> Problem 1
Please output the text of the appeal bond passage between "It is useful" and "and 14, 1997.", inclusive.
> Problem 2
Render this sentence from the appeal bond passage in Spanish: "As instructed, SKA immediately filed a Motion to Reduce Arbitration Award to Judgment, and the district court promptly issued an order granting that relief."

> Given text
---------------
It is useful to trace the procedural steps of the parties and the rulings of the district court after we issued our remand of Dorr III on July 14, 1997. Within a few weeks of that order, SKA filed a motion for payment of the appeal bond, while the Dorr faction moved for release of the bond. On August 7, 1997, the district court held a hearing on the motions, and instructed SKA to file a motion to reduce the arbitration award to a judgment and to file a garnishment proceeding against *875 the appeal bond. As instructed, SKA immediately filed a Motion to Reduce Arbitration Award to Judgment, and the district court promptly issued an order granting that relief. SKA next filed the appropriate precipes for writs of garnishment, and the district court responded by issuing the writs of garnishment on August 13 and 14, 1997.
---------------
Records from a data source
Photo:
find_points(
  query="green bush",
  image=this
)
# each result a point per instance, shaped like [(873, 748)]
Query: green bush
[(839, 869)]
---------------
> Solution 1
It is useful to trace the procedural steps of the parties and the rulings of the district court after we issued our remand of Dorr III on July 14, 1997. Within a few weeks of that order, SKA filed a motion for payment of the appeal bond, while the Dorr faction moved for release of the bond. On August 7, 1997, the district court held a hearing on the motions, and instructed SKA to file a motion to reduce the arbitration award to a judgment and to file a garnishment proceeding against *875 the appeal bond. As instructed, SKA immediately filed a Motion to Reduce Arbitration Award to Judgment, and the district court promptly issued an order granting that relief. SKA next filed the appropriate precipes for writs of garnishment, and the district court responded by issuing the writs of garnishment on August 13 and 14, 1997.

> Solution 2
Según lo indicado, SKA presentó de inmediato una Moción para Convertir el Laudo Arbitral en Sentencia, y el tribunal de distrito dictó sin demora una orden que concedía lo solicitado.